_WHAT TO PRODUCE_
Print word for word the stretch of lines from the one containing "In this exercise you will locate the gray" through the one containing "point(136, 262)", leaving the pictures out.
──────── DATA LINES
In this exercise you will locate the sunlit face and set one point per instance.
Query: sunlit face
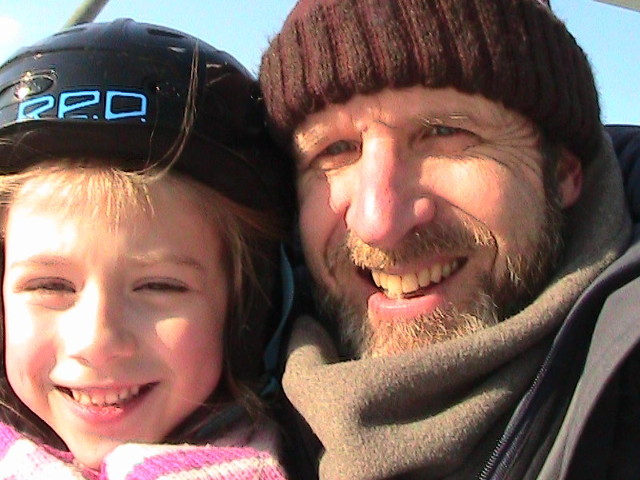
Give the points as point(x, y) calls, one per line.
point(426, 214)
point(113, 330)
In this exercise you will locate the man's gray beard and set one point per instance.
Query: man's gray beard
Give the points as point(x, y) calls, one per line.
point(496, 300)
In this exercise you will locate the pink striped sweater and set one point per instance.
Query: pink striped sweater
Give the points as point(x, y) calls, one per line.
point(24, 459)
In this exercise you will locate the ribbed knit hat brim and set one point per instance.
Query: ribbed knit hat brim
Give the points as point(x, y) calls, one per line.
point(511, 51)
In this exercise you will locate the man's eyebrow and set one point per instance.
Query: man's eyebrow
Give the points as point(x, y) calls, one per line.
point(306, 140)
point(439, 118)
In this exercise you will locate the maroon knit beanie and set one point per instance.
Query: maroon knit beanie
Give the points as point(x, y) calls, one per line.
point(511, 51)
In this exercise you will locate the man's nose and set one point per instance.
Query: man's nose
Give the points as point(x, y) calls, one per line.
point(96, 331)
point(387, 199)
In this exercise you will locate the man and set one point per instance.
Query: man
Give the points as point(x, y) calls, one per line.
point(463, 216)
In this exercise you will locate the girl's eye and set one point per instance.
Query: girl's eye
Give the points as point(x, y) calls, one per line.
point(50, 286)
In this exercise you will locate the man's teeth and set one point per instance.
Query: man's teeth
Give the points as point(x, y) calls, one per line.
point(104, 398)
point(399, 285)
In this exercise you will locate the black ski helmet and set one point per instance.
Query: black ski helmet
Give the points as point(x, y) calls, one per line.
point(126, 90)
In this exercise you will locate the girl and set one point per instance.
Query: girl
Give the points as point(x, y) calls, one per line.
point(142, 212)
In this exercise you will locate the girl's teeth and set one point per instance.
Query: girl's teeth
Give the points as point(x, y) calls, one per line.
point(100, 398)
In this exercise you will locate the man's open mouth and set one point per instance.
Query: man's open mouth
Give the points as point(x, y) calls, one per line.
point(414, 284)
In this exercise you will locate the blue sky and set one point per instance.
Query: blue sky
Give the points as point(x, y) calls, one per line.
point(610, 35)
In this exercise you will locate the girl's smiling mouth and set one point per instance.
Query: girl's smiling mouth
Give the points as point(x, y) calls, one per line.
point(107, 397)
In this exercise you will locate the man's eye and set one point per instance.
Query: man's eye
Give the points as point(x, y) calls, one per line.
point(441, 131)
point(336, 148)
point(337, 155)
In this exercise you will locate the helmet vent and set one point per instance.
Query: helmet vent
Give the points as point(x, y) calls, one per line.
point(164, 33)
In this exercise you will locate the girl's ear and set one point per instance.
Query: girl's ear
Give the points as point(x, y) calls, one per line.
point(569, 175)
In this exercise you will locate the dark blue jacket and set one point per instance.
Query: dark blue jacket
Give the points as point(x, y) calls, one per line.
point(595, 364)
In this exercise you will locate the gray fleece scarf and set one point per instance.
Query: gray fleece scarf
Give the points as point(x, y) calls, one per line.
point(438, 411)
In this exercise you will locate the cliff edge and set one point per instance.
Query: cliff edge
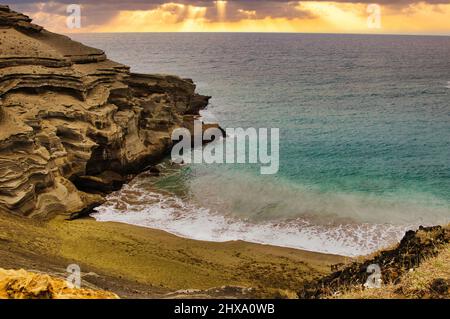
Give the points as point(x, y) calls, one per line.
point(72, 121)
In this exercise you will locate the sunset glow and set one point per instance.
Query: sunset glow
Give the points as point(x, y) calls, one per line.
point(235, 16)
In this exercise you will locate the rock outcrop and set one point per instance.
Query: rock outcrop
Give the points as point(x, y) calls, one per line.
point(413, 249)
point(21, 284)
point(72, 121)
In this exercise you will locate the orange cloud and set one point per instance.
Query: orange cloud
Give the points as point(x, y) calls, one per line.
point(326, 17)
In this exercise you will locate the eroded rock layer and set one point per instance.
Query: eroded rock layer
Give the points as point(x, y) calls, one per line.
point(71, 120)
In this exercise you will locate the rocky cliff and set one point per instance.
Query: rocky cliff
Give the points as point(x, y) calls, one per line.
point(72, 121)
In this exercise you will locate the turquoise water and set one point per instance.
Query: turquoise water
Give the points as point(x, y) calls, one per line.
point(364, 124)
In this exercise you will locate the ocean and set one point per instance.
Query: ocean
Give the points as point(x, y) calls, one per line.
point(364, 138)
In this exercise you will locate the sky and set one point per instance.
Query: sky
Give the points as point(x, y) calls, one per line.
point(339, 16)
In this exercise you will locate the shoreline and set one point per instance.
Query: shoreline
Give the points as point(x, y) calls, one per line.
point(136, 262)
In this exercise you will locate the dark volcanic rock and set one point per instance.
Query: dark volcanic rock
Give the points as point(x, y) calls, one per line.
point(415, 247)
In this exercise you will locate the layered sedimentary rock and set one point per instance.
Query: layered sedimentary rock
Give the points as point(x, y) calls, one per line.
point(21, 284)
point(72, 121)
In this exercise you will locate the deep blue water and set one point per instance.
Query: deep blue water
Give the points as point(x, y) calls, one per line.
point(364, 121)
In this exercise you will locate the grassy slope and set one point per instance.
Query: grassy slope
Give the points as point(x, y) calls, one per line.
point(140, 262)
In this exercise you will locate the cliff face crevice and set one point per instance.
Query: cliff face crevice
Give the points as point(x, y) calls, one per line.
point(71, 119)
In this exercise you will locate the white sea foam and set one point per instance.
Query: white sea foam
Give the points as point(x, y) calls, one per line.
point(134, 206)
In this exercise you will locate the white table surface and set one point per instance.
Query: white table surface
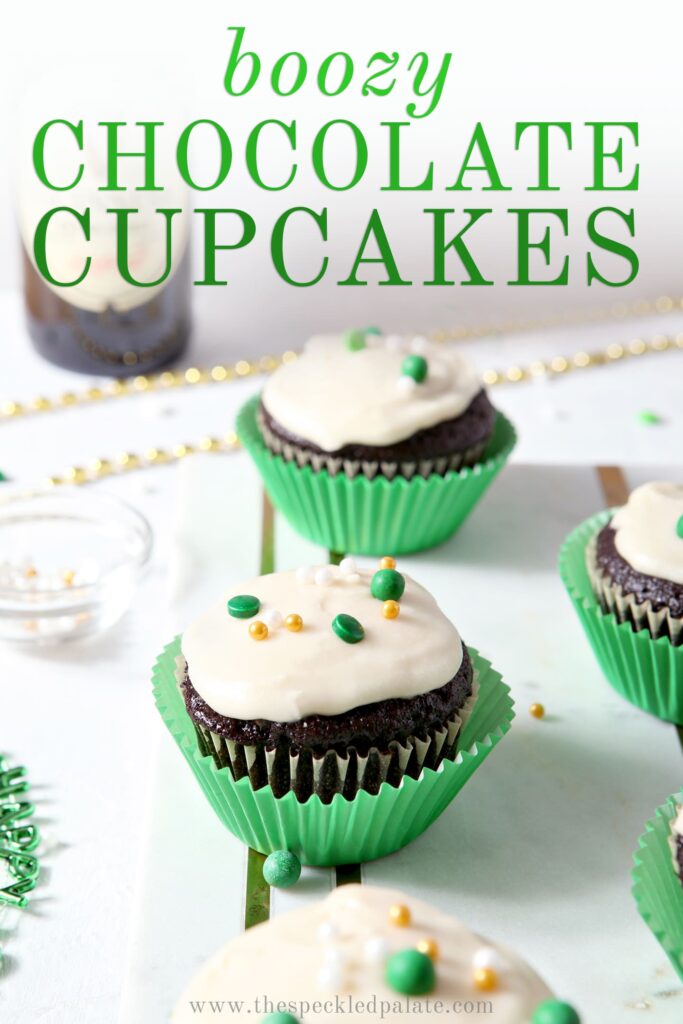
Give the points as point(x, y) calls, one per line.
point(81, 718)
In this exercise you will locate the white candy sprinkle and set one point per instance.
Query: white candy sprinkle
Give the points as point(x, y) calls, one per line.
point(376, 949)
point(272, 619)
point(487, 957)
point(328, 930)
point(331, 977)
point(324, 576)
point(407, 385)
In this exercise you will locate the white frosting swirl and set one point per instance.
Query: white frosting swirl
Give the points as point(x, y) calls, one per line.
point(332, 396)
point(646, 530)
point(291, 675)
point(340, 945)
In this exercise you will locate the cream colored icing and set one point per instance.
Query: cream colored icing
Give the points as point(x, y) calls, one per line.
point(339, 946)
point(646, 536)
point(291, 675)
point(332, 396)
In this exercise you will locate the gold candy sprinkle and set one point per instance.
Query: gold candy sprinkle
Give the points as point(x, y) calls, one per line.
point(484, 979)
point(258, 630)
point(399, 914)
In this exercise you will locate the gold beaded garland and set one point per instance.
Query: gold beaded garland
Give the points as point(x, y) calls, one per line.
point(390, 609)
point(399, 914)
point(484, 979)
point(258, 630)
point(429, 947)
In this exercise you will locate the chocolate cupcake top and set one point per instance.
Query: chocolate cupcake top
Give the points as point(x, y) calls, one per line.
point(365, 388)
point(319, 641)
point(648, 530)
point(364, 943)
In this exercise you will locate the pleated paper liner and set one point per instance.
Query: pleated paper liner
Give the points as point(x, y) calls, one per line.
point(343, 830)
point(646, 672)
point(656, 888)
point(371, 517)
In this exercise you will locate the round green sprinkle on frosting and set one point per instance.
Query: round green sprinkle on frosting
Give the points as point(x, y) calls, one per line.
point(354, 340)
point(347, 628)
point(555, 1012)
point(244, 605)
point(411, 973)
point(415, 367)
point(387, 585)
point(282, 869)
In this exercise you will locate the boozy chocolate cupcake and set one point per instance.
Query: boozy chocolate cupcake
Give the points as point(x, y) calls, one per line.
point(365, 952)
point(636, 561)
point(369, 443)
point(363, 403)
point(328, 680)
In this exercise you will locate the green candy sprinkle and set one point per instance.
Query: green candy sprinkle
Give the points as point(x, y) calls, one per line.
point(555, 1012)
point(411, 973)
point(354, 340)
point(415, 367)
point(387, 585)
point(244, 605)
point(348, 629)
point(282, 869)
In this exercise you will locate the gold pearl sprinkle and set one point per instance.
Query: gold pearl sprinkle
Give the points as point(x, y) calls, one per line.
point(258, 630)
point(390, 609)
point(484, 979)
point(429, 947)
point(399, 914)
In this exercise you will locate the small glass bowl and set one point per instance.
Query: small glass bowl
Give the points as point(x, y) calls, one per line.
point(70, 563)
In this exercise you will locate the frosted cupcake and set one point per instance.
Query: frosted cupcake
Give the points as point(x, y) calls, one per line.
point(329, 680)
point(367, 442)
point(333, 711)
point(371, 951)
point(624, 571)
point(636, 561)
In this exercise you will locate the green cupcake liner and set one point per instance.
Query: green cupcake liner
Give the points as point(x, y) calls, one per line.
point(656, 888)
point(344, 830)
point(370, 517)
point(646, 672)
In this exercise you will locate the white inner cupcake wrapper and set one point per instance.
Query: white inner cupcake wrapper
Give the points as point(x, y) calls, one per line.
point(353, 467)
point(435, 741)
point(626, 607)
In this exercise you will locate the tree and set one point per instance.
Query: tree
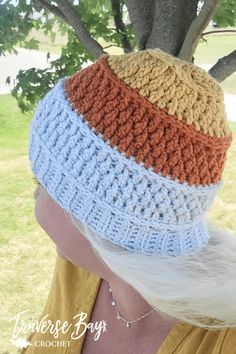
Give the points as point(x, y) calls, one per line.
point(174, 26)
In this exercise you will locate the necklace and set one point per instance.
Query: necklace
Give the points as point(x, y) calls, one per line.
point(122, 318)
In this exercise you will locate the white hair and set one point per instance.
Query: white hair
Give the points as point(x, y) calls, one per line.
point(199, 289)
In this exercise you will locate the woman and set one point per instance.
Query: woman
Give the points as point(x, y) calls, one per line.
point(129, 154)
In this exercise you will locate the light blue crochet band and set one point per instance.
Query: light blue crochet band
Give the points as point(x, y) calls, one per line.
point(120, 200)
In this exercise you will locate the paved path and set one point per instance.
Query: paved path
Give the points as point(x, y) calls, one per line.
point(11, 64)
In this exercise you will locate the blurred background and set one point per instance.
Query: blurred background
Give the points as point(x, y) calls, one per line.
point(43, 49)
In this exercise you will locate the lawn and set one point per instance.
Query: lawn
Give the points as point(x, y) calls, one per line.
point(26, 251)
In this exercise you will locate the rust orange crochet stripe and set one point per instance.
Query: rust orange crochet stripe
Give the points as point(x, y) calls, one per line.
point(141, 129)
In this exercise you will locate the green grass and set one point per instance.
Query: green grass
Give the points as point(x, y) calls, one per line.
point(215, 47)
point(27, 254)
point(208, 51)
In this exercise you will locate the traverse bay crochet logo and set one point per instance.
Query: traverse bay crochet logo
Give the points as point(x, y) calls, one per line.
point(52, 333)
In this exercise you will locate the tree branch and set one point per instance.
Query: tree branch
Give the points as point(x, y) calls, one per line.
point(218, 31)
point(197, 27)
point(225, 67)
point(172, 19)
point(53, 9)
point(74, 20)
point(141, 13)
point(120, 26)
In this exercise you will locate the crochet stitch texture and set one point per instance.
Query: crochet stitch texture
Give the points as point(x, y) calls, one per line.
point(134, 146)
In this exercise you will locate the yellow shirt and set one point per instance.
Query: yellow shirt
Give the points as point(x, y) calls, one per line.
point(73, 292)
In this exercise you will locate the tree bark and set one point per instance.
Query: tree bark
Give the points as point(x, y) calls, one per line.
point(197, 27)
point(172, 19)
point(141, 13)
point(225, 67)
point(120, 26)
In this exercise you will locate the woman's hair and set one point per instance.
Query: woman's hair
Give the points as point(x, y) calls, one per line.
point(199, 289)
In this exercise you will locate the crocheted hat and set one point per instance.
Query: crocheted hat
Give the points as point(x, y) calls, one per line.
point(134, 146)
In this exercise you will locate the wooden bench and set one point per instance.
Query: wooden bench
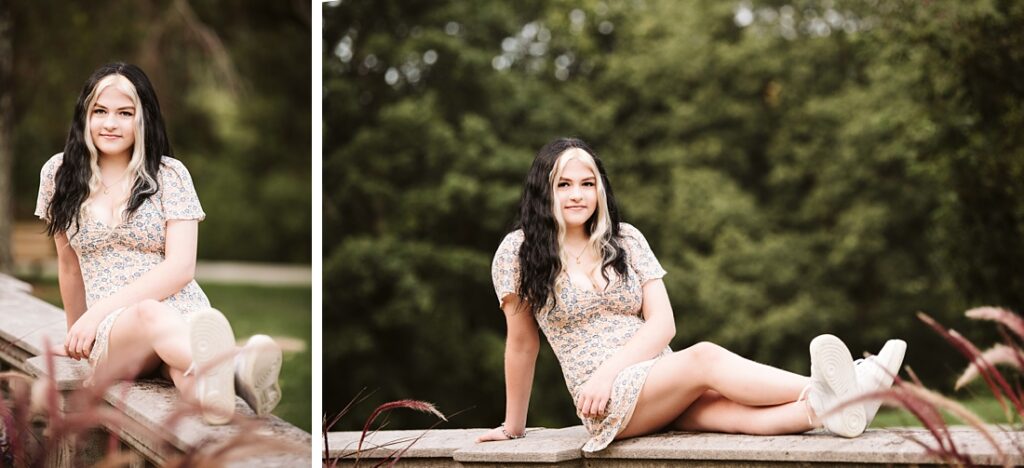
────────────────
_ANSWER TO THE EXERCISE_
In this exercise you will locate the gray fleece scarf and set one point per instance.
Query: gray fleece scarf
Give the points as point(x, y) calls, one per line.
point(438, 411)
In this exercise you will locate the cliff edge and set one point per instance.
Query: cliff edge
Give the points as point(x, y) calls, one per line.
point(72, 121)
In this exercise you will locate the sunset glow and set one point per instance.
Query: sunset glow
Give the points as point(x, y) calls, one per line.
point(235, 16)
In this exercise you will locate the rock outcrop and set one point per instance.
Query: rock outcrop
Give the points as point(x, y) calls, one per line.
point(413, 249)
point(21, 284)
point(72, 121)
In this exercise you will locate the orange cloud and set one point per instance.
Query: orange cloud
Give the points as point(x, y) calls, one per line.
point(326, 17)
In this exercise you will locate the eroded rock layer and set one point per instance.
Query: eroded rock layer
Give the points as point(x, y) calls, one per line.
point(71, 120)
In this exercise you will locate the rocky cliff and set one point per instance.
Query: rocky cliff
Give the points as point(x, y) calls, one per line.
point(72, 121)
In this exercise you will locate the turquoise water and set one point per instance.
Query: turquoise water
Give the points as point(x, y) calls, one per line.
point(364, 124)
In this exercise you will locate the ocean and set one point per instance.
Query: ocean
Give the points as point(x, y) calls, one per line.
point(364, 138)
In this exercise you will locate the sky and set one point per instance.
Query: sky
Give the points as point(x, y) calls, one per line.
point(339, 16)
In this exercise you will locate the shoreline and set one point per instance.
Query: shoreline
Give the points as point(x, y) calls, one per line.
point(136, 262)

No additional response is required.